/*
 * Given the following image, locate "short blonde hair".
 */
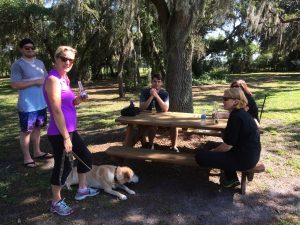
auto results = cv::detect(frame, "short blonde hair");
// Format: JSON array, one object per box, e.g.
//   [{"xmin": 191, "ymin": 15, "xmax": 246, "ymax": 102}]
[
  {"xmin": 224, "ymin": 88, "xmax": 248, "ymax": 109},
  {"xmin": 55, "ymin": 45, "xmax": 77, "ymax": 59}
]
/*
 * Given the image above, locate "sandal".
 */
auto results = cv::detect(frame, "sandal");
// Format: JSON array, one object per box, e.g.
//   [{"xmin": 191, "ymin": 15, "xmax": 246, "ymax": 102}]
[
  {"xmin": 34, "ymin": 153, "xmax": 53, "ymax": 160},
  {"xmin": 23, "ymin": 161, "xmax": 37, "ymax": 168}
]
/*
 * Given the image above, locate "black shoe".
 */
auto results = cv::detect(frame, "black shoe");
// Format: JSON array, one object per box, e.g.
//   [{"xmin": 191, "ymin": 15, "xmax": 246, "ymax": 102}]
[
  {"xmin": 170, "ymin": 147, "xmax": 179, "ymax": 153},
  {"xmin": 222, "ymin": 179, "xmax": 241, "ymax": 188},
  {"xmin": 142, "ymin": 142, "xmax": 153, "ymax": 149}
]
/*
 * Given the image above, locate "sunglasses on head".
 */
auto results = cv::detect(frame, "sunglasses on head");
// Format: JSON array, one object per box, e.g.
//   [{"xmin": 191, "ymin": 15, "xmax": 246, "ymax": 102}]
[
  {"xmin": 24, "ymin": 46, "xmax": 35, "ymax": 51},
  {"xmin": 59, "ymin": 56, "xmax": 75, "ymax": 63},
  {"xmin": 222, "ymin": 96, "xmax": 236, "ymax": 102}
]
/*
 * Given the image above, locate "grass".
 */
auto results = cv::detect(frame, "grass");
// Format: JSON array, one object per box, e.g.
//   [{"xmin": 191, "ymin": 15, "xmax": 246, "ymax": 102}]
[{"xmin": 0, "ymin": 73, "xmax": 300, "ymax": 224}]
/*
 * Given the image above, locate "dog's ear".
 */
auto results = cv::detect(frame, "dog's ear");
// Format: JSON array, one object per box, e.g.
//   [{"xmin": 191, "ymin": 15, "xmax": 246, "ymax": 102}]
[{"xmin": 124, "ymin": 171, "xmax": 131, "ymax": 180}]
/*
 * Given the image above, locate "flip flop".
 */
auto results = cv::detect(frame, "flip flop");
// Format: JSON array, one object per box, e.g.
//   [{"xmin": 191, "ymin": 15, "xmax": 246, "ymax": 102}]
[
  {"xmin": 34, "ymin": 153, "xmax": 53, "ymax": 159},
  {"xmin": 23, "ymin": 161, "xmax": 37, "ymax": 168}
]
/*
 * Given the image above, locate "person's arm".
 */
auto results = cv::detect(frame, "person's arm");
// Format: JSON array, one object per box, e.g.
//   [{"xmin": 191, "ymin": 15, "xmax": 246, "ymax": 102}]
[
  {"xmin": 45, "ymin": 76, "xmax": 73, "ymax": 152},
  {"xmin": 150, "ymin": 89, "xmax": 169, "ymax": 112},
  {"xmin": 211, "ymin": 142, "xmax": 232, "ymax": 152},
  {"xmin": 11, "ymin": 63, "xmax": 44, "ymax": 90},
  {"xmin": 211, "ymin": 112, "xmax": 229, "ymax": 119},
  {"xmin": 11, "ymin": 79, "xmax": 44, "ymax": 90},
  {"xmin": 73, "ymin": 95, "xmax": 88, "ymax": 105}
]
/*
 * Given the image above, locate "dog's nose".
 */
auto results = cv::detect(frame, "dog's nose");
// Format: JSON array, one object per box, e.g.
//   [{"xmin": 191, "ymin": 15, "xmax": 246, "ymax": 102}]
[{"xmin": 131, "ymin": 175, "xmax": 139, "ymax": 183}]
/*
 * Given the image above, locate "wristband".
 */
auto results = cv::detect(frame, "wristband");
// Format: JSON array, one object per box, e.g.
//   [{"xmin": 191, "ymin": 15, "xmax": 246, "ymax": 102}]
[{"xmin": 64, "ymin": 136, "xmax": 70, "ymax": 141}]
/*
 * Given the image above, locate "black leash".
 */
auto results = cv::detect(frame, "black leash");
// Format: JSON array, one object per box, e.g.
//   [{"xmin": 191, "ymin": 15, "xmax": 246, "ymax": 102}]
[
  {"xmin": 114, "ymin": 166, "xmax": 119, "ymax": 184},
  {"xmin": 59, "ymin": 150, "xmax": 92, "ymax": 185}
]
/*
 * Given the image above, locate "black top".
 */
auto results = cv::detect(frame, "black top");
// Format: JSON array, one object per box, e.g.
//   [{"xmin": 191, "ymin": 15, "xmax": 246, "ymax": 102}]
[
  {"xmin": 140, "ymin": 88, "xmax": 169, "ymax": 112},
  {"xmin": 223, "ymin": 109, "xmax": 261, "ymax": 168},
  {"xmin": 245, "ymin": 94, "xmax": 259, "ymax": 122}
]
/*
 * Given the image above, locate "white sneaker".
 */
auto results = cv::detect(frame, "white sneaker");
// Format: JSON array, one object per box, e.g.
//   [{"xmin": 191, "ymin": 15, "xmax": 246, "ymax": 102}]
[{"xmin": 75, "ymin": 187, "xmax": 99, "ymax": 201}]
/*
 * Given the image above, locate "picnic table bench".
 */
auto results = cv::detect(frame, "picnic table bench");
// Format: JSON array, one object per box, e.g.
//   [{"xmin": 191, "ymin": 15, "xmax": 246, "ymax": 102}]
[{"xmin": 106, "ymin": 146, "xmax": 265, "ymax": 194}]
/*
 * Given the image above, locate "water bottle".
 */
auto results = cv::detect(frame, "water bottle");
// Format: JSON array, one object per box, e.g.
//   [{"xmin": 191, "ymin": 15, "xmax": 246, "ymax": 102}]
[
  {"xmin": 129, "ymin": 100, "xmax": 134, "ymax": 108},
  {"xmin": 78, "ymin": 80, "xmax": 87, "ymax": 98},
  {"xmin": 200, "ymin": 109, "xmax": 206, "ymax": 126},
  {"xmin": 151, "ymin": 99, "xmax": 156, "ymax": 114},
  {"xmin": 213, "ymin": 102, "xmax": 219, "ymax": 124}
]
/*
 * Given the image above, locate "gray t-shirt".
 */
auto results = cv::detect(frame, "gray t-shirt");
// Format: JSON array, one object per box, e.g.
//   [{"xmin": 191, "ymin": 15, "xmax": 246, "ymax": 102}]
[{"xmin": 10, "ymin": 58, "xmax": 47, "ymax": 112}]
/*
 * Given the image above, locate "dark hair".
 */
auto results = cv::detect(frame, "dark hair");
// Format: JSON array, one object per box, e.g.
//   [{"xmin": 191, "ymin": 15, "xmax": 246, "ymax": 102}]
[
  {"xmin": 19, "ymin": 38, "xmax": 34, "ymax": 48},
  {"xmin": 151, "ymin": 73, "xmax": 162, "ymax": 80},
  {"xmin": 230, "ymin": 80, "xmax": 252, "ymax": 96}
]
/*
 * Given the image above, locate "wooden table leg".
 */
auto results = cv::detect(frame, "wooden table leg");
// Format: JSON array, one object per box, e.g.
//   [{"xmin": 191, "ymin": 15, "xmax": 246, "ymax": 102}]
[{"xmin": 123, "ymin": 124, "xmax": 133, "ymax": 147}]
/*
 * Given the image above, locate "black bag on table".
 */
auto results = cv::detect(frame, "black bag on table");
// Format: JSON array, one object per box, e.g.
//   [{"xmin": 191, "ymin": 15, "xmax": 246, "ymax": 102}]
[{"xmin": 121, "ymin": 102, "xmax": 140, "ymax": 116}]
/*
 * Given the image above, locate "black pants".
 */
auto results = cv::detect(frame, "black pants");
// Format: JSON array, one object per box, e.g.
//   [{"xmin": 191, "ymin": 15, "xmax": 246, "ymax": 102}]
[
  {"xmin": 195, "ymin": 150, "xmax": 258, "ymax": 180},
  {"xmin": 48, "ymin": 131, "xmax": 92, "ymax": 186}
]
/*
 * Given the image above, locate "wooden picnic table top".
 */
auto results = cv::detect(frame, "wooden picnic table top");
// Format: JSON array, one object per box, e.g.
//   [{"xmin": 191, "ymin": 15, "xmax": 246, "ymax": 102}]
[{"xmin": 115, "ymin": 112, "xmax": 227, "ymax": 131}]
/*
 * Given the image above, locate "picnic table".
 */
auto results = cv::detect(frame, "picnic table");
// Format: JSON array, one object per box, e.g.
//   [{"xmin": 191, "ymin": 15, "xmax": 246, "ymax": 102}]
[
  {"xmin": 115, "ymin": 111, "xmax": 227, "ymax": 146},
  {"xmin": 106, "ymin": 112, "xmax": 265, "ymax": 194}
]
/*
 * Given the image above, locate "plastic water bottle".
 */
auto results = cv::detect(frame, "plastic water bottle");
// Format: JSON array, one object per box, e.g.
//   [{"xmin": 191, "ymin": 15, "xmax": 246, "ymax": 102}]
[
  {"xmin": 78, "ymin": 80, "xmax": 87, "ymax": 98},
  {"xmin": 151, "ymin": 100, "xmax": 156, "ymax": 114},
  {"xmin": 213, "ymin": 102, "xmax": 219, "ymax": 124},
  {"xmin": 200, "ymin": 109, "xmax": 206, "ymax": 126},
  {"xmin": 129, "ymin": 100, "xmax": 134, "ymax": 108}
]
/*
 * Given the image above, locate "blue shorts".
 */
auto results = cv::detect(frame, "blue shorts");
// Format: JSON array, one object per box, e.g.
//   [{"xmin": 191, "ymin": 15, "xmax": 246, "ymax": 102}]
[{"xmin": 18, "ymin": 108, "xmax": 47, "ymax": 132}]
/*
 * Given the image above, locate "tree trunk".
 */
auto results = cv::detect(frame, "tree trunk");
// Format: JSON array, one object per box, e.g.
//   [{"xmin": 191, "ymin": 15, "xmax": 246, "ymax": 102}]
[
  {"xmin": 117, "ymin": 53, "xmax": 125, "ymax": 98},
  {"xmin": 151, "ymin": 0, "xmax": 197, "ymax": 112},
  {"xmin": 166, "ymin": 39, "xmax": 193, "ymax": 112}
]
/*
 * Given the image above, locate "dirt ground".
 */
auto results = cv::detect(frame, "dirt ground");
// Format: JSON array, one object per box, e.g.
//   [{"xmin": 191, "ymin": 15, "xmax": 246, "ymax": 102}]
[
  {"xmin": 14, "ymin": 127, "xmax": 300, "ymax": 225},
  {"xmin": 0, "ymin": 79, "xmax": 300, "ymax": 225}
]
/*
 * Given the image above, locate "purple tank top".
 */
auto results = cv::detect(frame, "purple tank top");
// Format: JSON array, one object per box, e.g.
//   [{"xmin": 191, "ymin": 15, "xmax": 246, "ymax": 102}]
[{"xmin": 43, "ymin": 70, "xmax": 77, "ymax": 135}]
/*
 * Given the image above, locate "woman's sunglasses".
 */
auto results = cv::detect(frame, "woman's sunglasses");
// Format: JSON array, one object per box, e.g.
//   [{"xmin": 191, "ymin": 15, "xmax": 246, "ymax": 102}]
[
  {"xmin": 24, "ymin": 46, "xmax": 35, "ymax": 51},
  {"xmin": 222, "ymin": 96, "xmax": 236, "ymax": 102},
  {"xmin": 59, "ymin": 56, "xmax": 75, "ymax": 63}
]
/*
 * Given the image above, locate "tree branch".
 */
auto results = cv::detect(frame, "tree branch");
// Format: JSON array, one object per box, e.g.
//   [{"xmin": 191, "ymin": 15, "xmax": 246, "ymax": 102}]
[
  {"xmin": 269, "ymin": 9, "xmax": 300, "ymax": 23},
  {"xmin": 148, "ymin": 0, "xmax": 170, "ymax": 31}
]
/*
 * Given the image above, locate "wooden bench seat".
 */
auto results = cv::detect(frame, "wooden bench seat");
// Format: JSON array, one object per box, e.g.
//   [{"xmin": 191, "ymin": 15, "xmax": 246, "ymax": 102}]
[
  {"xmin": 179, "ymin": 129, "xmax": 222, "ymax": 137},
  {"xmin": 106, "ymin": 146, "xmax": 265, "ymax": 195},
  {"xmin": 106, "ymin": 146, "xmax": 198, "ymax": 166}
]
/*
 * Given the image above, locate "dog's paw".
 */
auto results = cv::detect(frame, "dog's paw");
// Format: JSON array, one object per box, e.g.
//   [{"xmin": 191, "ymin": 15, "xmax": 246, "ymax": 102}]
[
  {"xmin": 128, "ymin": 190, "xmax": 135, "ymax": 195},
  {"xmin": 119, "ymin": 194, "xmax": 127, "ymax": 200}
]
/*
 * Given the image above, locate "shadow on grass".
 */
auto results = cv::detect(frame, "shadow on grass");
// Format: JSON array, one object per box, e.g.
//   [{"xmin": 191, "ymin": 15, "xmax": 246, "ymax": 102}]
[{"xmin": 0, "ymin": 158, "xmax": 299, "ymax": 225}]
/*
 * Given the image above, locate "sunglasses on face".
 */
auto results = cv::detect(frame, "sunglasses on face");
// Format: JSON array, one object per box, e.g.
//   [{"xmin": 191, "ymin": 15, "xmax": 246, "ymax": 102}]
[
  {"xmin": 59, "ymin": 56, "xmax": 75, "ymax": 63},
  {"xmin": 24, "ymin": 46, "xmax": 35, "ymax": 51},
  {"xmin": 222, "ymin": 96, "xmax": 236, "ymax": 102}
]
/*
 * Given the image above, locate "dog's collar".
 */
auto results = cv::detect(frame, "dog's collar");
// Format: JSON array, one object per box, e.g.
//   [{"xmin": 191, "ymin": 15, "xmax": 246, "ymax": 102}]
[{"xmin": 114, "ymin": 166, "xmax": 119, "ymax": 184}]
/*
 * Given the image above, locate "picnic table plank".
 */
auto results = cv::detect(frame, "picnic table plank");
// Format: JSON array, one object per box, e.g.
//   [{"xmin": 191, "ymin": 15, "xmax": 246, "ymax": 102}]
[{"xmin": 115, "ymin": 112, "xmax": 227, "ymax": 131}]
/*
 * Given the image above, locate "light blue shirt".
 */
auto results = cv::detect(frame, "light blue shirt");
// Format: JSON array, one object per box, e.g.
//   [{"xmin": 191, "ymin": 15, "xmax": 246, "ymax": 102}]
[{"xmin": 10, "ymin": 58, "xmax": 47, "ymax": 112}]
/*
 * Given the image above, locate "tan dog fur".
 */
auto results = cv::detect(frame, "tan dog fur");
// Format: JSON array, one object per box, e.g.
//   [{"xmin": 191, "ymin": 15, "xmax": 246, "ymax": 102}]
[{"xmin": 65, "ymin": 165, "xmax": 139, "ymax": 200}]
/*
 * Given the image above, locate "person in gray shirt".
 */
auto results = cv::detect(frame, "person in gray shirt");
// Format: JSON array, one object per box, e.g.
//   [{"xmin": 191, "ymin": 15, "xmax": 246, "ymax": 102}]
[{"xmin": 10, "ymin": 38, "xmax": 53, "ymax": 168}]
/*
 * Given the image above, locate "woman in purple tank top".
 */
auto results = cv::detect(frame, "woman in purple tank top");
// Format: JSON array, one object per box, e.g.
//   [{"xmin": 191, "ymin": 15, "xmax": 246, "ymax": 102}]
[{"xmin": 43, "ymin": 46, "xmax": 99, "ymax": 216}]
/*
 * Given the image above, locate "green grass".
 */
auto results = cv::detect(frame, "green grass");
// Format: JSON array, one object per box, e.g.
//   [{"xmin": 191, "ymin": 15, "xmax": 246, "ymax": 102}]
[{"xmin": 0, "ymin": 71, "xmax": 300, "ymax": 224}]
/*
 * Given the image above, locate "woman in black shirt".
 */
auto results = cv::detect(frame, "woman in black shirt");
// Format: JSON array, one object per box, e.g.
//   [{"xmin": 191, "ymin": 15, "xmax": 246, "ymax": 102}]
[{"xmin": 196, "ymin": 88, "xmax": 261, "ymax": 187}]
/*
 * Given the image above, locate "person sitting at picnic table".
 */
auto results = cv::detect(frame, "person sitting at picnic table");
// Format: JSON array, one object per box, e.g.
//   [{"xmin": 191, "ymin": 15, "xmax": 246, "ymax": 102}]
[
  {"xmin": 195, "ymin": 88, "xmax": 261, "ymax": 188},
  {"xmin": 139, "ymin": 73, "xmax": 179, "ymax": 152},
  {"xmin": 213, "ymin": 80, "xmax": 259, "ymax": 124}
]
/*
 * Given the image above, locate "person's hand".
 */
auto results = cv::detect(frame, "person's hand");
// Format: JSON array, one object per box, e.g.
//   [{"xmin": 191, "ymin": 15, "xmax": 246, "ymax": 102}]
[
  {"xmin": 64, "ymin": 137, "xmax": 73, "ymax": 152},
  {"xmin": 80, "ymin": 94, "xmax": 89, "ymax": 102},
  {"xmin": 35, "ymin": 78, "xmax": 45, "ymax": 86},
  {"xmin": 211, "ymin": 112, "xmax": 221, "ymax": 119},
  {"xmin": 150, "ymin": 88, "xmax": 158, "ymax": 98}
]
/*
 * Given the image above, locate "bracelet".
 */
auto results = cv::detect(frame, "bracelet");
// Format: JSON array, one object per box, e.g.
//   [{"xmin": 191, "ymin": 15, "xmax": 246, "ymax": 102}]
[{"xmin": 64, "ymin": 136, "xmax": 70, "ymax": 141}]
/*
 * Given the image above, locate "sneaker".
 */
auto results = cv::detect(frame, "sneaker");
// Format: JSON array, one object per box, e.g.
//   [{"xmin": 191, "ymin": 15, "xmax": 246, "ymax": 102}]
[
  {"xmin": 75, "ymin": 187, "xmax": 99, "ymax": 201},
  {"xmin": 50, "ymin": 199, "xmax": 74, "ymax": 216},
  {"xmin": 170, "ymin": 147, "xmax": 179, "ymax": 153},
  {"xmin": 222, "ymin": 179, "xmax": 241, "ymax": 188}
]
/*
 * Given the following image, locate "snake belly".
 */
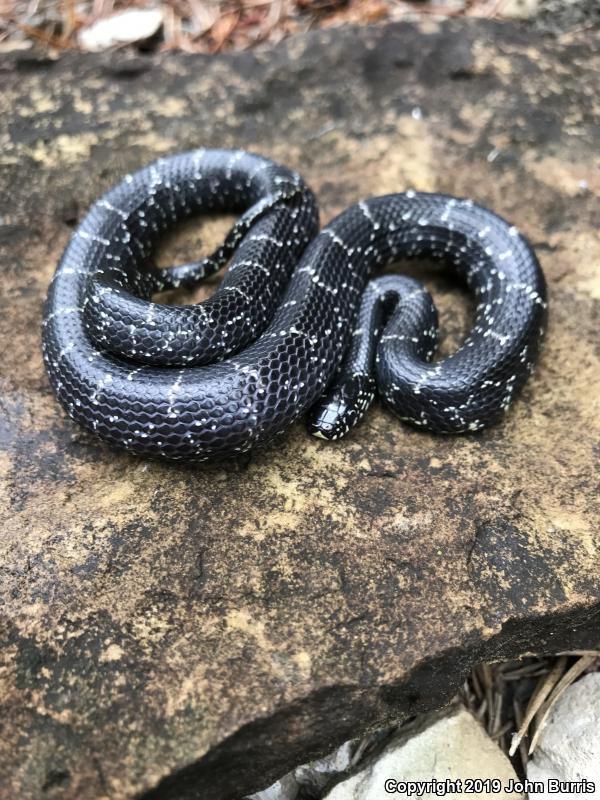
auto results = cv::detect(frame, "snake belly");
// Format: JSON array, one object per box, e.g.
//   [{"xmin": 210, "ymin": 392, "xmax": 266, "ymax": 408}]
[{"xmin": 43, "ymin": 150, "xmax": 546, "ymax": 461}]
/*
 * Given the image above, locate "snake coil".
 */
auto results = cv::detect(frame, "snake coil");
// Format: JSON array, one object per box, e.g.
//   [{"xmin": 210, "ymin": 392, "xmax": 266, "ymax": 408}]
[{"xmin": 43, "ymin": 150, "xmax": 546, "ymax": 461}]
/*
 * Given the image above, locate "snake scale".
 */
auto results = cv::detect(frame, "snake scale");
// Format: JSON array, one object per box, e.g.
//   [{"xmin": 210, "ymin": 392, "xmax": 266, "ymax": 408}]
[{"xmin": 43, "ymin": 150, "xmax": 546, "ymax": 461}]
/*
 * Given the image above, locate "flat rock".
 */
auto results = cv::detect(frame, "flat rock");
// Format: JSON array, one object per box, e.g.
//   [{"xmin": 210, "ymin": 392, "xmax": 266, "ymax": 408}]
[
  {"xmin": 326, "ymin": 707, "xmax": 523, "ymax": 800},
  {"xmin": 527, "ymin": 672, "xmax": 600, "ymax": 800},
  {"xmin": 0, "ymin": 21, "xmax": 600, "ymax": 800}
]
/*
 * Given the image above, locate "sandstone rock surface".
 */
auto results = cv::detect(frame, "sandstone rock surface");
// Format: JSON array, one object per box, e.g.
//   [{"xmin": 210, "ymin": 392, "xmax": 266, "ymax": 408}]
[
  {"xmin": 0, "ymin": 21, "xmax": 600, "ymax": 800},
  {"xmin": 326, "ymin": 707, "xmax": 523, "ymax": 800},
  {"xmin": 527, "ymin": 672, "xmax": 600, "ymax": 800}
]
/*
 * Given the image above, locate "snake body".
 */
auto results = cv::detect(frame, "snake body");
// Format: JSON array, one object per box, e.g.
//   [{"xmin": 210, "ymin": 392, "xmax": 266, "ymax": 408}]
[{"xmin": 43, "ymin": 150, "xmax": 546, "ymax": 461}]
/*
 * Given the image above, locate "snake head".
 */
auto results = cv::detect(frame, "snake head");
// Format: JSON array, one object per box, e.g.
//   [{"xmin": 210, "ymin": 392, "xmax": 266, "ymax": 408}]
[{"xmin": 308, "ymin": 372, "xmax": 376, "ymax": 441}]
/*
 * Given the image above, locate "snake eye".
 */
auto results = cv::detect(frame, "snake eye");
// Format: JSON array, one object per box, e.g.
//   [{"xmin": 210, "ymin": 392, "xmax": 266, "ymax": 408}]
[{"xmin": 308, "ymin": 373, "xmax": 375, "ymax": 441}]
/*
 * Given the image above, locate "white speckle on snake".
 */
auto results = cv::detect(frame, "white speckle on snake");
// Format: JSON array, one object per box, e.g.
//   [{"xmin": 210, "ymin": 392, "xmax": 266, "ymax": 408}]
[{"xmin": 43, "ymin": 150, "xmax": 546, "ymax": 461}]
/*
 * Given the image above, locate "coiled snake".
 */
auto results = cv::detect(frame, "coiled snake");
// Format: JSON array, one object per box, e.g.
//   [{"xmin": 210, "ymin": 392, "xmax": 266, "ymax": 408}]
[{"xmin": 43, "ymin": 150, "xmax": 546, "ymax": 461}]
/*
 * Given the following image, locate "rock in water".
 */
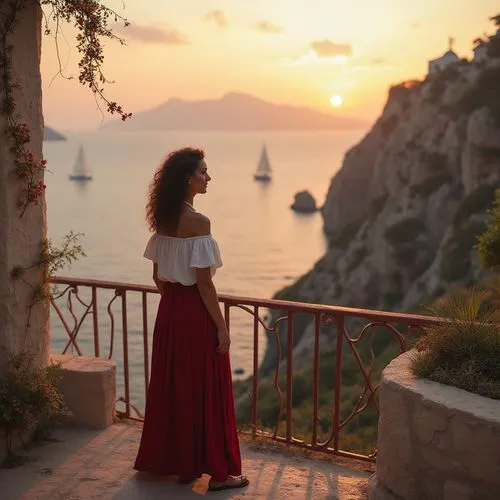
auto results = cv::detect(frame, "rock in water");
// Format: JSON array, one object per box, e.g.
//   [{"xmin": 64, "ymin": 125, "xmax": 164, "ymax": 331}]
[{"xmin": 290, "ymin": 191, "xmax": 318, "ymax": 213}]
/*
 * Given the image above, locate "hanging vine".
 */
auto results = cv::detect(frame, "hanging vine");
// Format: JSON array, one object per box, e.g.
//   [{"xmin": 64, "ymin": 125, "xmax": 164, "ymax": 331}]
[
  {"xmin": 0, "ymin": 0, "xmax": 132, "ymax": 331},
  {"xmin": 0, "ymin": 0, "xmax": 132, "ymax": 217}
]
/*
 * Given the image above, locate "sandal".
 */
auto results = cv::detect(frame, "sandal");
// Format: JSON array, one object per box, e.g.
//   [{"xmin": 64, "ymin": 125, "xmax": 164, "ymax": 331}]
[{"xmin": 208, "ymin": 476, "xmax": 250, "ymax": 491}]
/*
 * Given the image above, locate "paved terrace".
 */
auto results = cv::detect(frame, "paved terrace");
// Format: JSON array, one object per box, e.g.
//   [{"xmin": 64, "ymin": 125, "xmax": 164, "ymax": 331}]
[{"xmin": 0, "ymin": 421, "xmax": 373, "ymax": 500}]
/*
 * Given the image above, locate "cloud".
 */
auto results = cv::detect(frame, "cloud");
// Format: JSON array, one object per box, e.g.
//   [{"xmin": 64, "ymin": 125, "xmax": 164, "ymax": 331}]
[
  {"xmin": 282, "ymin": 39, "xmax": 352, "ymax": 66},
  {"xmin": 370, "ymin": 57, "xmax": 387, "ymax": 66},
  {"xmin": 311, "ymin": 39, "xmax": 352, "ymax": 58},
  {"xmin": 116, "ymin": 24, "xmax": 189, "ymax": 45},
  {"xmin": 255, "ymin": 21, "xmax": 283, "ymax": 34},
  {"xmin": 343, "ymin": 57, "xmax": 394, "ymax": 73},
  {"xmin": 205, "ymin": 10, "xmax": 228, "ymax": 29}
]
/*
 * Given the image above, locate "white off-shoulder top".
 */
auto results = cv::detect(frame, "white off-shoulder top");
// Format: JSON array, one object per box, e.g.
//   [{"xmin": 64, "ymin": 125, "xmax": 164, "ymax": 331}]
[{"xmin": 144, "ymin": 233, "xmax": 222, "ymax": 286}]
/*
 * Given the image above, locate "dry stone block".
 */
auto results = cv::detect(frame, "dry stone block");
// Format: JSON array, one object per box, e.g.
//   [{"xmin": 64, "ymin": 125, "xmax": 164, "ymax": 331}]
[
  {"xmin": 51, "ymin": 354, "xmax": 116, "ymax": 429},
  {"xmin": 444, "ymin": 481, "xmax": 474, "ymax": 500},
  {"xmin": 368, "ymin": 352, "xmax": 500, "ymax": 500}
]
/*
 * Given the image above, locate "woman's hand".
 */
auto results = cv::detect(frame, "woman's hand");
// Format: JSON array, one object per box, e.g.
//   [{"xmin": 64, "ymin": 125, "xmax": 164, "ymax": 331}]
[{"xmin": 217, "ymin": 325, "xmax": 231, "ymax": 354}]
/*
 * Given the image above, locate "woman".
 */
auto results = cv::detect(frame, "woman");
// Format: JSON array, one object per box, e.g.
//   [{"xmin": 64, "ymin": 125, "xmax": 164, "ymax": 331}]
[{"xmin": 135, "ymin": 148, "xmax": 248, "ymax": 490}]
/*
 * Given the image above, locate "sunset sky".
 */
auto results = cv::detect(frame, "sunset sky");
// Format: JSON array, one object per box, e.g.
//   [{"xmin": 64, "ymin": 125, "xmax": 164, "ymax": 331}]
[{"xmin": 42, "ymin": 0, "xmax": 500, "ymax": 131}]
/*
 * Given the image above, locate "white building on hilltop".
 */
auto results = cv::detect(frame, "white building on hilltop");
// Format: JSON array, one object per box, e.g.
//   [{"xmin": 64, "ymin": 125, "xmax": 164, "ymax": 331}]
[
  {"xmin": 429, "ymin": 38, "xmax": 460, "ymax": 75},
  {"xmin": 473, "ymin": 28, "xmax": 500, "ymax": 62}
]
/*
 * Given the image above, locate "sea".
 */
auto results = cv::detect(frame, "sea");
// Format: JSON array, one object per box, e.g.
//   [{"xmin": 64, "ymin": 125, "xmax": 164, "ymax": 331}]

_Given task_. Tally the lines above that contain the string "water", and reply with the count alone.

_Response to this task_. 6